--- Passage provided Enclosed Below ---

The paper also makes a point worth paying attention to: LLMs can act as flexible, general-purpose scientific data extractors without retraining, as long as the retrieval and prompting infrastructure around them is well-designed. That’s a real proof of concept for astroinformatics, the growing effort to use AI to mine the accumulated written record of astronomy. The same approach could extend to other scientific alert networks, arXiv preprints, or observation logs buried in legacy databases.

Every field has its pile of unstructured text. This team just showed how to start reading it.

Bottom Line: A surprisingly simple combination of off-the-shelf LLMs and retrieval tools can extract structured data from 30 years of messy astronomical reports with near-perfect accuracy, pointing toward how AI can tap into science’s vast unstructured archives.

IAIFI Research Highlights

Interdisciplinary Research Achievement
This work brings transformer-based NLP to multi-messenger astrophysics, applying modern language models to one of astronomy's most persistent data management problems: parsing three decades of unstructured observational reports from NASA's GCN alert network.
Impact on Artificial Intelligence
Retrieval-augmented generation with prompt engineering achieves near-human accuracy (97.2%) on scientific information extraction without any task-specific fine-tuning, a strong signal for what's practical when deploying AI against real scientific corpora.
Impact on Fundamental Interactions
By automating gamma-ray burst redshift extraction and separating gravitational wave event clusters from electromagnetic counterpart reports, this pipeline accelerates multi-messenger astronomy, where gravitational waves and light are observed together from the same cosmic events.
Outlook and References
Future work will extend the pipeline to other transient types and integrate it into live GCN alert streams; the paper is available at [arXiv:2511.14858](https://arxiv.org/abs/2511.14858).

Original Paper Details

Title
Large Language Model Driven Analysis of General Coordinates Network (GCN) Circulars
arXiv ID
2511.14858
Authors
["Vidushi Sharma", "Ronit Agarwala", "Judith L. Racusin", "Leo P. Singer", "Tyler Barna", "Eric Burns", "Michael W. Coughlin", "Dakota Dutko", "Courey Elliott", "Rahul Gupta", "Ashish Mahabal", "Nikhil Mukund"]
Abstract
The General Coordinates Network (GCN) is NASA's time-domain and multi-messenger alert system. GCN distributes two data products - automated ``Notices,'' and human-generated ``Circulars,'' that report the observations of high-energy and multi-messenger astronomical transients. The flexible and non-structured format of GCN Circulars, comprising of more than 40500 Circulars accumulated over three decades, makes it challenging to manually extract observational information, such as redshift or observed wavebands. In this work, we employ large language models (LLMs) to facilitate the automated parsing of transient reports. We develop a neural topic modeling pipeline with open-source tools for the automatic clustering and summarization of astrophysical topics in the Circulars database. Using neural topic modeling and contrastive fine-tuning, we classify Circulars based on their observation wavebands and messengers. Additionally, we separate gravitational wave (GW) event clusters and their electromagnetic (EM) counterparts from the Circulars database. Finally, using the open-source Mistral model, we implement a system to automatically extract gamma-ray burst (GRB) redshift information from the Circulars archive, without the need for any training. Evaluation against the manually curated Neil Gehrels Swift Observatory GRB table shows that our simple system, with the help of prompt-tuning, output parsing, and retrieval augmented generation (RAG), can achieve an accuracy of 97.2 % for redshift-containing Circulars. Our neural search enhanced RAG pipeline accurately retrieved 96.8 % of redshift circulars from the manually curated database. Our study demonstrates the potential of LLMs, to automate and enhance astronomical text mining, and provides a foundation work for future advances in transient alert analysis.

--- End of Enclosed Passage provided ---
--- Exercise data Enclosed Below ---

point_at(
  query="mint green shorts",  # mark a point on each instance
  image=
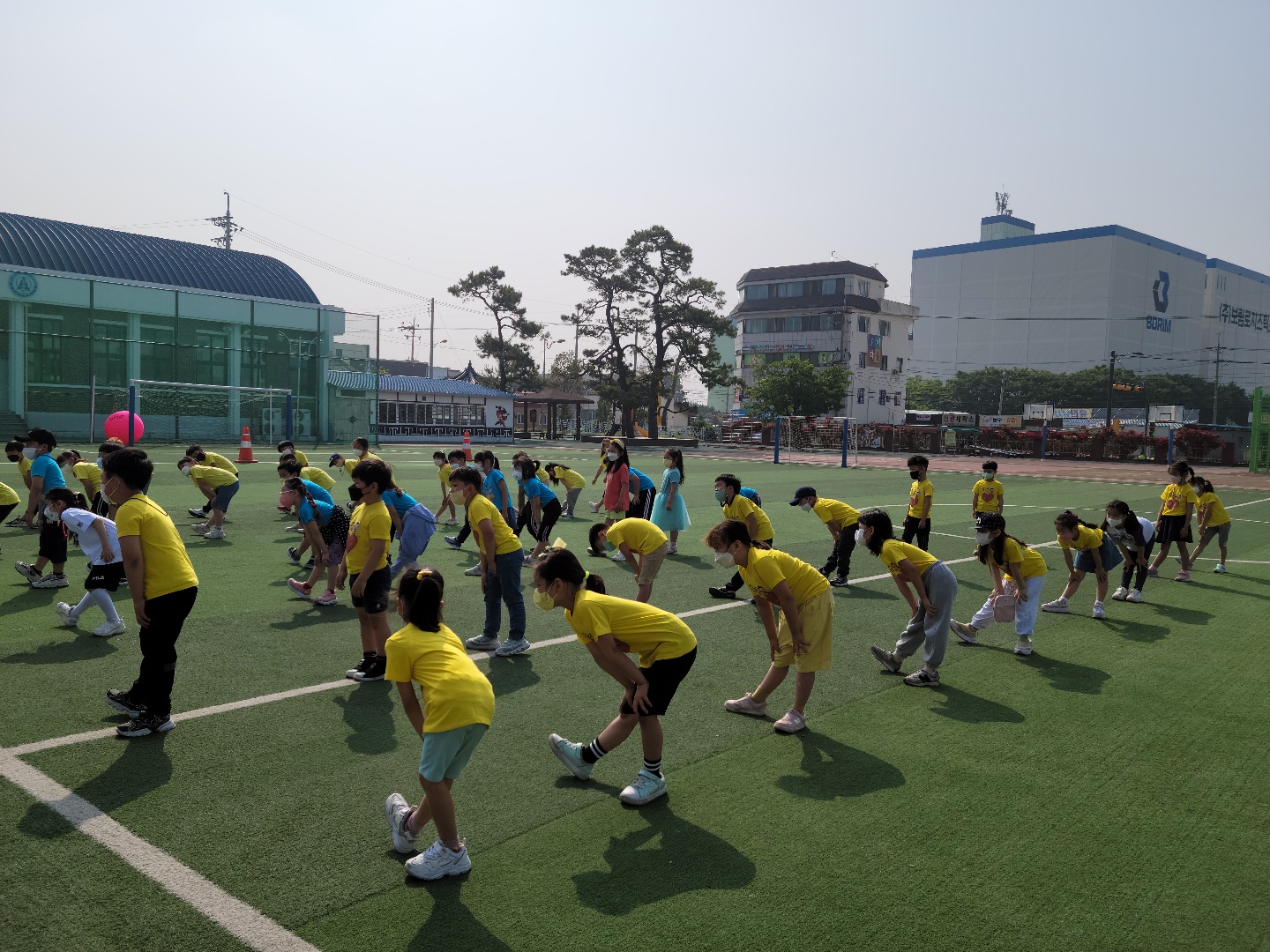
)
(446, 753)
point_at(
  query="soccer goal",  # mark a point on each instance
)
(187, 413)
(830, 435)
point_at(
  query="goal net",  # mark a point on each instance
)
(193, 413)
(828, 435)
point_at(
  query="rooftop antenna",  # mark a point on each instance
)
(227, 222)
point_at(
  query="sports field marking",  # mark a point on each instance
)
(247, 925)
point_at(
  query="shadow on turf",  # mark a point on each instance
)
(369, 712)
(80, 648)
(834, 770)
(666, 859)
(141, 767)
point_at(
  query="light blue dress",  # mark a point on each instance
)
(677, 519)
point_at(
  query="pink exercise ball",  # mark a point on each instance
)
(117, 427)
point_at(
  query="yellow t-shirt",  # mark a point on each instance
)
(739, 508)
(1033, 562)
(315, 473)
(349, 465)
(1085, 541)
(893, 551)
(571, 479)
(915, 494)
(768, 568)
(1177, 498)
(504, 539)
(221, 462)
(992, 496)
(167, 564)
(455, 692)
(89, 473)
(830, 509)
(640, 534)
(213, 475)
(369, 522)
(1217, 514)
(653, 634)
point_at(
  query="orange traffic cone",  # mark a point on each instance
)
(245, 447)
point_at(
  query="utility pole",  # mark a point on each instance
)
(1110, 386)
(225, 222)
(432, 331)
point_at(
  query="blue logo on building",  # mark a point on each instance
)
(1160, 291)
(23, 285)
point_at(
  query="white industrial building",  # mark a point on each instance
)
(828, 312)
(1064, 301)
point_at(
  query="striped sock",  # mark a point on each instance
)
(594, 752)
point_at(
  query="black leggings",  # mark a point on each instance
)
(1131, 565)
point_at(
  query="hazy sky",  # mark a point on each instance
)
(455, 136)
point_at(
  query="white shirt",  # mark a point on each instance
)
(80, 522)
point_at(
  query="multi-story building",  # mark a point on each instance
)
(828, 312)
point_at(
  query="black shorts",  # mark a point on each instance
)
(1171, 530)
(663, 680)
(104, 576)
(375, 599)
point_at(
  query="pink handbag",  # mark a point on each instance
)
(1004, 608)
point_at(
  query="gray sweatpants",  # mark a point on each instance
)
(932, 628)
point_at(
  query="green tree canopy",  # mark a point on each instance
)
(794, 387)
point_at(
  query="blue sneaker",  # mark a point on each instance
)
(646, 788)
(571, 755)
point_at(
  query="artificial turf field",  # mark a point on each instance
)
(1109, 792)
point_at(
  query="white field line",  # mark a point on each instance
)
(247, 925)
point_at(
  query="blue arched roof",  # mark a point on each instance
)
(78, 249)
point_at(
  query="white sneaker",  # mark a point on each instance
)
(644, 788)
(397, 811)
(436, 862)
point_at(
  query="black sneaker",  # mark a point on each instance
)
(122, 701)
(144, 725)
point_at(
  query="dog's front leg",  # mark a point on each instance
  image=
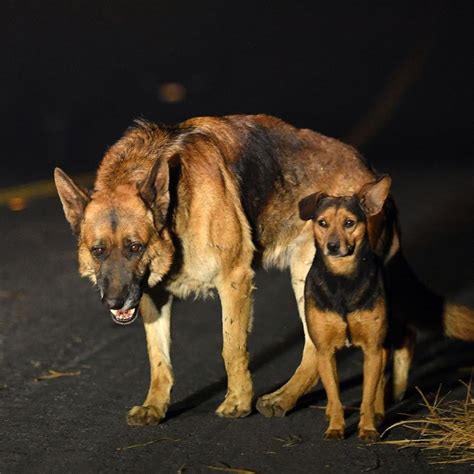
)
(328, 332)
(368, 329)
(235, 291)
(157, 329)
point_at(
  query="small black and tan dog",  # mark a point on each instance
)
(345, 292)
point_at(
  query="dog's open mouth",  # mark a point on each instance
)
(124, 316)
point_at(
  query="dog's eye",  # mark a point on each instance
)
(136, 247)
(97, 252)
(349, 223)
(323, 223)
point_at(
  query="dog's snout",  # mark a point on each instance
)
(114, 303)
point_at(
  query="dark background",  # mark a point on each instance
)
(393, 78)
(75, 74)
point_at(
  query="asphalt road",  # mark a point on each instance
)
(53, 320)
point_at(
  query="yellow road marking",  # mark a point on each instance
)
(16, 197)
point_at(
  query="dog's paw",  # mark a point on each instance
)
(144, 415)
(232, 407)
(334, 434)
(368, 436)
(270, 407)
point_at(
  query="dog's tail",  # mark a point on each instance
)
(415, 305)
(458, 321)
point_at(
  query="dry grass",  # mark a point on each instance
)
(446, 433)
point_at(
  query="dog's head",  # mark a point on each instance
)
(122, 236)
(340, 223)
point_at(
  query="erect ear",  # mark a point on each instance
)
(155, 191)
(372, 196)
(309, 204)
(73, 198)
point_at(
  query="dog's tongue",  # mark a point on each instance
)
(124, 316)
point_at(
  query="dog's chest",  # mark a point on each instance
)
(196, 276)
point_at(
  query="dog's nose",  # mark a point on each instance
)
(114, 303)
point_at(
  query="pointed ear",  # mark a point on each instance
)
(73, 198)
(372, 196)
(155, 191)
(309, 204)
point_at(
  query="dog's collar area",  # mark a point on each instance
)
(124, 316)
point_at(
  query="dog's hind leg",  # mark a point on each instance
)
(402, 357)
(157, 329)
(305, 377)
(235, 291)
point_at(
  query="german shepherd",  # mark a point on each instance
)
(187, 209)
(344, 292)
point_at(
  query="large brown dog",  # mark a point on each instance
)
(187, 209)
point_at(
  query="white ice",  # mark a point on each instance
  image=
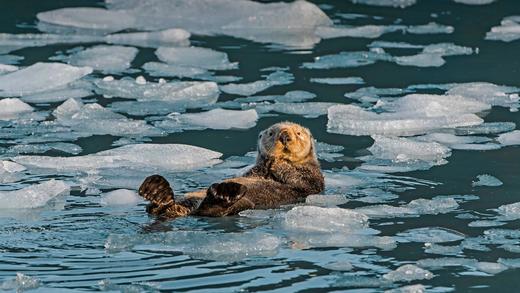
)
(33, 196)
(212, 119)
(40, 77)
(107, 59)
(408, 273)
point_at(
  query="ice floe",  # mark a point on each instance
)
(486, 180)
(120, 197)
(212, 119)
(108, 59)
(39, 77)
(33, 196)
(408, 273)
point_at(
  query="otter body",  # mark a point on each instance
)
(286, 171)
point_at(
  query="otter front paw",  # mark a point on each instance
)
(157, 190)
(226, 193)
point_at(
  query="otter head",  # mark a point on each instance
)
(287, 141)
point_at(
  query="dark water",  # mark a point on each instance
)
(67, 244)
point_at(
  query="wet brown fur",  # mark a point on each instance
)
(286, 171)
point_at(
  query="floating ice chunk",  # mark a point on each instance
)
(185, 93)
(88, 18)
(339, 80)
(20, 283)
(39, 77)
(13, 108)
(353, 120)
(121, 197)
(507, 31)
(331, 220)
(213, 119)
(108, 59)
(248, 89)
(431, 235)
(33, 196)
(195, 57)
(326, 200)
(204, 245)
(170, 157)
(486, 180)
(93, 119)
(366, 31)
(487, 92)
(430, 28)
(348, 59)
(408, 273)
(491, 268)
(170, 37)
(509, 138)
(510, 211)
(308, 110)
(475, 2)
(57, 96)
(163, 69)
(390, 3)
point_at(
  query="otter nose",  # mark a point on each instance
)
(284, 136)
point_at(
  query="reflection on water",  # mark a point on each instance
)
(413, 105)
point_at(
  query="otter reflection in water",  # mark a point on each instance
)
(286, 171)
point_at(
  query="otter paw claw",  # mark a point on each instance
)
(157, 190)
(227, 192)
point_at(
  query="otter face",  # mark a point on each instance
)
(287, 141)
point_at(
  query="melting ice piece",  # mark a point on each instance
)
(33, 196)
(391, 3)
(486, 180)
(57, 95)
(339, 80)
(248, 89)
(408, 273)
(187, 93)
(507, 31)
(509, 138)
(169, 37)
(12, 108)
(39, 77)
(353, 120)
(108, 59)
(195, 57)
(204, 245)
(488, 93)
(93, 119)
(213, 119)
(171, 157)
(431, 235)
(121, 197)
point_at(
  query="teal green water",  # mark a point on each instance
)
(67, 243)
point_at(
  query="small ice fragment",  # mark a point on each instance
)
(213, 119)
(509, 138)
(121, 197)
(39, 77)
(486, 180)
(408, 273)
(34, 196)
(195, 57)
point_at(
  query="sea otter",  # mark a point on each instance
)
(286, 171)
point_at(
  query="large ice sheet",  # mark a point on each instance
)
(34, 196)
(195, 57)
(170, 157)
(183, 93)
(213, 119)
(108, 59)
(40, 77)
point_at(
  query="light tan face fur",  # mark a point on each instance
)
(287, 141)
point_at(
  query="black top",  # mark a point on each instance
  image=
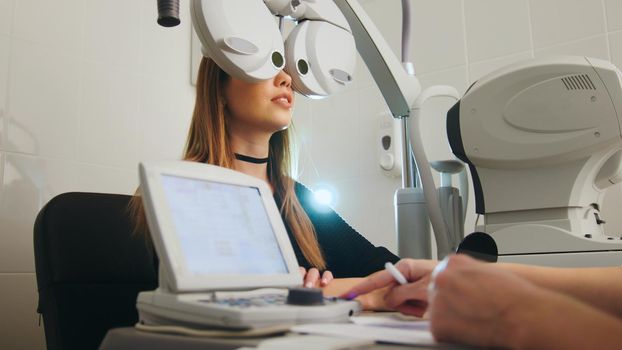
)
(347, 253)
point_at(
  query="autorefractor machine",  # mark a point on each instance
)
(542, 138)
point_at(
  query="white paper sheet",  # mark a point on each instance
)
(379, 329)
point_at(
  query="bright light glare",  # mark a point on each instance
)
(324, 196)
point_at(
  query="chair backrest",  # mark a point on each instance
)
(90, 268)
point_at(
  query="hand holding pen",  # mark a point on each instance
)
(406, 283)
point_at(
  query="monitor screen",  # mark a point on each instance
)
(222, 228)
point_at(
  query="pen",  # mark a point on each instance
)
(397, 275)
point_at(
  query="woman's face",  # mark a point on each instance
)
(265, 106)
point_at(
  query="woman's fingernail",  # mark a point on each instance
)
(350, 296)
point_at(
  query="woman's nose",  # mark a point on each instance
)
(283, 79)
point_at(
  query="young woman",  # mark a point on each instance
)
(244, 126)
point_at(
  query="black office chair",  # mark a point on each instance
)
(90, 267)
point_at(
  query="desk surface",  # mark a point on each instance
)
(130, 339)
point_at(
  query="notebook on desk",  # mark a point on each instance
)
(225, 256)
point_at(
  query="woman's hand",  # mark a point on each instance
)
(409, 299)
(312, 278)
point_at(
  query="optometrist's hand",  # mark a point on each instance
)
(409, 299)
(312, 278)
(477, 303)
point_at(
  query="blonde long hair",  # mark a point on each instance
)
(208, 142)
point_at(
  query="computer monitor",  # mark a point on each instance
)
(215, 228)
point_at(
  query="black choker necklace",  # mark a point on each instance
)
(251, 159)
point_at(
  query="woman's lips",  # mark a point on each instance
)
(283, 101)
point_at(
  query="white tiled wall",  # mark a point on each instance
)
(88, 88)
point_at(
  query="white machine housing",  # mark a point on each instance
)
(543, 140)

--- End of Enclosed Exercise data ---

* Exercise requirements:
1. Copy out the GCN Circulars text between "The paper also" and "vast unstructured archives.", inclusive.
2. Answer these questions from the GCN Circulars text.
(a) How many Circulars have accumulated in the GCN database?
(b) Which open-source model was used to extract gamma-ray burst redshift information?
(c) What will future work integrate the pipeline into?
3. For each statement, say whether it agrees with the GCN Circulars text. Give yes or no and quote the words that decide it.
(a) The redshift extraction system needed task-specific training.
(b) GCN is NASA's time-domain and multi-messenger alert system.
(c) The system was evaluated against a table from the Fermi telescope.

* Answers for the tasks:
1.
The paper also makes a point worth paying attention to: LLMs can act as flexible, general-purpose scientific data extractors without retraining, as long as the retrieval and prompting infrastructure around them is well-designed. That’s a real proof of concept for astroinformatics, the growing effort to use AI to mine the accumulated written record of astronomy. The same approach could extend to other scientific alert networks, arXiv preprints, or observation logs buried in legacy databases.

Every field has its pile of unstructured text. This team just showed how to start reading it.

Bottom Line: A surprisingly simple combination of off-the-shelf LLMs and retrieval tools can extract structured data from 30 years of messy astronomical reports with near-perfect accuracy, pointing toward how AI can tap into science’s vast unstructured archives.

2.
(a) More than 40500 Circulars, accumulated over three decades.
(b) The Mistral model.
(c) Live GCN alert streams.

3.
(a) No: "without the need for any training."
(b) Yes: "The General Coordinates Network (GCN) is NASA's time-domain and multi-messenger alert system."
(c) No: "Evaluation against the manually curated Neil Gehrels Swift Observatory GRB table"